→ WRITTEN TASK
Write the material out again in full, exactly.

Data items
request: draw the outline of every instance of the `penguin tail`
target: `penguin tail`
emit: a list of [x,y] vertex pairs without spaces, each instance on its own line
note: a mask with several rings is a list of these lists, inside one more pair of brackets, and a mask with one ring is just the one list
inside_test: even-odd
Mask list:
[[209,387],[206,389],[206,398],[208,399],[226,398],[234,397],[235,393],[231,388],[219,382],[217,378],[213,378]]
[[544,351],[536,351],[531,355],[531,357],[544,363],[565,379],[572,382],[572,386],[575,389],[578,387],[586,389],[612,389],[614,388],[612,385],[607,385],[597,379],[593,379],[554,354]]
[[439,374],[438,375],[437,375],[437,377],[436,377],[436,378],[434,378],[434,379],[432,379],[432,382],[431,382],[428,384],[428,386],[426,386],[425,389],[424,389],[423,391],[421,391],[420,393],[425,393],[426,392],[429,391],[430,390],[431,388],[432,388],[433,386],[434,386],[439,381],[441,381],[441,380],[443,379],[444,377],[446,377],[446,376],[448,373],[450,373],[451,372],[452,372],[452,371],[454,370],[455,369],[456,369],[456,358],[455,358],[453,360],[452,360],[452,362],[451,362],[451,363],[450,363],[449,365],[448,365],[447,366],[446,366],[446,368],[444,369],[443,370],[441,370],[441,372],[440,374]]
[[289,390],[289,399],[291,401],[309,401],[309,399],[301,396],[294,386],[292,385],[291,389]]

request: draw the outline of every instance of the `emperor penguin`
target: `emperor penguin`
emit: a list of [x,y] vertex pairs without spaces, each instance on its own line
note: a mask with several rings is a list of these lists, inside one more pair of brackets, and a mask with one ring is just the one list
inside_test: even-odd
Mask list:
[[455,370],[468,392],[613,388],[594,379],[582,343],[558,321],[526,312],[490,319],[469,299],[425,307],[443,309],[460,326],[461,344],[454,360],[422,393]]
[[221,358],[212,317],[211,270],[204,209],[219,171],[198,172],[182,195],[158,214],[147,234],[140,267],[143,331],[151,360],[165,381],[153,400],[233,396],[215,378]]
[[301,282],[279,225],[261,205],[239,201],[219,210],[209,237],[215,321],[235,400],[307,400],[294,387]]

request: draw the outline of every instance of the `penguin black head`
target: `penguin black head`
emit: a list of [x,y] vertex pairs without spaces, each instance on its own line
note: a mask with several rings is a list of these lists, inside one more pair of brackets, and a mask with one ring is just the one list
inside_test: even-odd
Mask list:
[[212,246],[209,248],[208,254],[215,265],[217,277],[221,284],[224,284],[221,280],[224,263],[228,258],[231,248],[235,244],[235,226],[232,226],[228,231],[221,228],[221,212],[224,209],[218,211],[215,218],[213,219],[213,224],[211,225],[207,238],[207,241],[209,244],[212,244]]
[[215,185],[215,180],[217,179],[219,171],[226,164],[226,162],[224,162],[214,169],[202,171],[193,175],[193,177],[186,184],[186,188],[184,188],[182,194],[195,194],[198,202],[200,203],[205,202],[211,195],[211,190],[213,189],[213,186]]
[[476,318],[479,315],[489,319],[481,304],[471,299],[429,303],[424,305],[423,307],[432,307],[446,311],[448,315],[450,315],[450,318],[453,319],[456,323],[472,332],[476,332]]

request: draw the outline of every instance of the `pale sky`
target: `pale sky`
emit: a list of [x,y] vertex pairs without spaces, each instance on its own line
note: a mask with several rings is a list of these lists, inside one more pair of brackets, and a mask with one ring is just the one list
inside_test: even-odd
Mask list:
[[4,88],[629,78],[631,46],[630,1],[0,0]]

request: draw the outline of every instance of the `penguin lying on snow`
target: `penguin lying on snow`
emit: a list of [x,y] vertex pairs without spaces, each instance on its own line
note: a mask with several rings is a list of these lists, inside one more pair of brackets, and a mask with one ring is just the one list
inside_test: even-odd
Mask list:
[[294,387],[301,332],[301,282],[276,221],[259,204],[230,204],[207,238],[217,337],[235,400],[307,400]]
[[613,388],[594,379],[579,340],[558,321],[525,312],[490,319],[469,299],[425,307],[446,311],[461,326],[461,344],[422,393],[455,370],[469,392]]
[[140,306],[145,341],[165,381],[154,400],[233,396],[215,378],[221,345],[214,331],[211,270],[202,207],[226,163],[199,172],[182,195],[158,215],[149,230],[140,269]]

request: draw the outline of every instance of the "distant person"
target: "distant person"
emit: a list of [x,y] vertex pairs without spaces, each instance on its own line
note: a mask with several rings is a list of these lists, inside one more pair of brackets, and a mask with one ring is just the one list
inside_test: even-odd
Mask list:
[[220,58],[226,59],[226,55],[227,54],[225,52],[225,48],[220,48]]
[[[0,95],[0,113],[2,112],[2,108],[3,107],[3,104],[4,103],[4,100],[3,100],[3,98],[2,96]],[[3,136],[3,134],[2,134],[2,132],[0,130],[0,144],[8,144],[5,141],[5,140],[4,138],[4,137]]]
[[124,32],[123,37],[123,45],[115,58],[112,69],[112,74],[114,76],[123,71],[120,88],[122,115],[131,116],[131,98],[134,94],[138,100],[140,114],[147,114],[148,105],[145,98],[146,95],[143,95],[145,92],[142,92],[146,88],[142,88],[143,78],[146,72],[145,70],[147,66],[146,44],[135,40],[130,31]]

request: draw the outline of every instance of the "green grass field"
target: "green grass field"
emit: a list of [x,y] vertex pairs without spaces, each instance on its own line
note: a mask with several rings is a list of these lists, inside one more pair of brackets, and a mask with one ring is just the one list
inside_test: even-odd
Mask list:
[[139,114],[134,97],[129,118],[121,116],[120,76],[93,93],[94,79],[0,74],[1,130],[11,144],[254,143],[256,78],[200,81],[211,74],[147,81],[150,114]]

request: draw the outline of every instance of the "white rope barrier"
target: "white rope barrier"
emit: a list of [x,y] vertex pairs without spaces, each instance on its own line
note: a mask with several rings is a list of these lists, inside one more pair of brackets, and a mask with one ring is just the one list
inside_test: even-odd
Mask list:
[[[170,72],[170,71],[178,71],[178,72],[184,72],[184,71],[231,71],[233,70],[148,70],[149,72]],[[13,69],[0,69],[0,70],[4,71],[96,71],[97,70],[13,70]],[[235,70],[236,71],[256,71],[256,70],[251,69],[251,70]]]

→ TASK RESULT
request: draw the outline of every instance of the `penguin tail`
target: `penguin tail`
emit: a list of [x,y] vertex pairs without spaces, each instance on its own line
note: a mask with several rings is a list of these lists, inside one more pair of brackets, and a mask with one ring is just the one list
inside_test: even-odd
Mask list:
[[209,387],[206,389],[206,398],[208,399],[226,398],[234,397],[235,393],[231,388],[219,382],[217,378],[213,378]]
[[544,351],[536,351],[531,355],[531,357],[544,363],[565,379],[572,382],[572,386],[575,389],[578,387],[586,389],[612,389],[614,388],[612,385],[607,385],[597,379],[593,379],[554,354]]
[[439,374],[438,375],[437,375],[437,377],[436,377],[436,378],[434,378],[434,379],[432,379],[432,382],[431,382],[428,384],[428,386],[426,386],[425,389],[424,389],[423,391],[421,391],[420,393],[425,393],[426,392],[429,391],[430,390],[431,388],[432,388],[433,386],[434,386],[439,381],[441,381],[441,380],[443,379],[444,377],[446,377],[446,376],[448,373],[450,373],[451,372],[452,372],[452,371],[454,370],[455,369],[456,369],[456,358],[455,358],[453,360],[452,360],[452,362],[451,362],[451,363],[450,363],[449,365],[448,365],[447,366],[446,366],[446,368],[444,369],[443,370],[441,370],[441,372],[440,374]]
[[289,390],[289,399],[291,401],[309,401],[309,399],[301,396],[294,386],[292,385],[291,389]]

request: draw the outline of every instance of the `emperor penguin`
target: `emperor penguin`
emit: a list of [x,y] vertex pairs without spaces, each instance on its own line
note: a mask with several rings is a list of these lists, inside one more pair of brackets, and a mask with one ring is just the one list
inside_test: even-odd
Mask list:
[[455,370],[468,392],[613,388],[594,379],[582,343],[558,321],[526,312],[490,319],[469,299],[425,307],[443,309],[460,326],[461,344],[454,360],[422,393]]
[[221,358],[212,317],[211,270],[204,209],[219,171],[198,172],[182,195],[158,214],[147,234],[140,267],[143,331],[151,360],[165,381],[153,400],[233,396],[215,378]]
[[301,282],[279,225],[261,205],[239,201],[219,210],[209,237],[215,321],[235,400],[307,400],[294,387]]

request: draw the outline of every instance of the `penguin black head`
target: `penguin black head`
emit: a list of [x,y] vertex pairs without spaces, each instance on its own line
note: a mask with several rings is a list of these lists, inside one more pair of brackets, and a mask with one ring is just the one list
inside_test: even-odd
Mask list:
[[212,246],[209,248],[208,254],[215,265],[217,277],[221,284],[224,284],[221,280],[224,263],[228,258],[231,248],[235,244],[235,226],[232,226],[228,231],[221,228],[221,212],[224,209],[218,211],[215,218],[213,219],[213,224],[211,225],[207,238],[207,241],[209,244],[212,244]]
[[215,185],[215,180],[217,179],[219,171],[226,164],[226,162],[224,162],[214,169],[202,171],[193,175],[193,177],[186,184],[186,188],[184,188],[182,194],[195,194],[198,202],[200,203],[205,202],[211,195],[211,190],[213,189],[213,186]]
[[476,318],[479,315],[489,319],[481,304],[471,299],[429,303],[424,305],[423,307],[432,307],[446,311],[448,315],[450,315],[450,318],[453,319],[456,323],[472,332],[476,332]]

request: draw the outline of every instance of the `pale sky`
target: `pale sky`
emit: a list of [x,y] vertex pairs without spaces, each instance on its own line
note: a mask with several rings is a list of these lists, inside one more pair of brackets, and a mask with one ring is just the one list
inside_test: even-odd
Mask list:
[[4,88],[629,78],[631,46],[630,1],[0,0]]

request: draw the outline of every instance of the `penguin lying on snow`
target: `penguin lying on snow`
emit: a list of [x,y] vertex pairs without spaces, each instance on its own line
note: a mask with several rings is a list of these lists, inside one more pair of brackets, and a mask with one ring is just the one list
inside_test: even-odd
Mask list:
[[294,387],[301,332],[301,282],[276,221],[259,204],[230,204],[207,238],[217,337],[235,400],[307,400]]
[[613,388],[594,379],[579,340],[558,321],[525,312],[490,319],[469,299],[425,307],[446,311],[461,326],[461,344],[422,393],[455,370],[469,392]]
[[140,306],[145,341],[165,381],[154,400],[233,396],[215,378],[221,345],[214,331],[211,270],[202,207],[226,163],[199,172],[182,195],[158,215],[149,230],[140,269]]

request: draw the outline of every instance of the "distant person"
target: "distant person"
emit: a list of [x,y] vertex pairs without spaces, each instance on its own line
note: a mask with several rings is a list of these lists, inside one more pair of brackets, and a mask with one ring is just the one list
inside_test: even-odd
Mask list:
[[220,58],[226,59],[226,55],[227,54],[225,52],[225,48],[220,48]]
[[[0,95],[0,113],[2,112],[2,108],[3,107],[3,104],[4,103],[4,100],[3,100],[3,98],[2,96]],[[3,136],[3,134],[2,134],[2,132],[0,130],[0,144],[8,144],[5,141],[5,140],[4,138],[4,137]]]
[[124,32],[123,37],[123,45],[115,58],[112,69],[112,74],[114,76],[123,71],[120,88],[122,115],[131,116],[131,98],[134,94],[138,100],[140,114],[147,114],[148,105],[145,98],[146,95],[143,95],[145,92],[142,92],[146,88],[142,88],[143,78],[146,72],[145,70],[147,66],[146,44],[135,40],[130,31]]

request: draw the outline of every instance of the "green grass field"
target: "green grass field"
emit: a list of [x,y] vertex pairs without spaces, each instance on its own line
note: a mask with several rings is a list of these lists, inside one more pair of brackets, and a mask with one ring is just the one list
inside_test: even-odd
Mask list:
[[139,114],[134,97],[129,118],[121,116],[120,76],[93,93],[94,79],[0,74],[1,130],[11,144],[254,143],[256,78],[200,81],[211,74],[147,81],[150,114]]

request: draw the outline of every instance of the "white rope barrier"
target: "white rope barrier"
emit: a list of [x,y] vertex pairs without spaces, each instance on its own line
note: a mask with several rings is a list of these lists, inside one more pair of brackets, and a mask with one ring is just the one list
inside_test: even-odd
Mask list:
[[[170,72],[170,71],[178,71],[178,72],[184,72],[184,71],[231,71],[233,70],[148,70],[149,72]],[[13,69],[0,69],[0,70],[4,71],[96,71],[97,70],[13,70]],[[235,70],[236,71],[256,71],[256,70],[251,69],[251,70]]]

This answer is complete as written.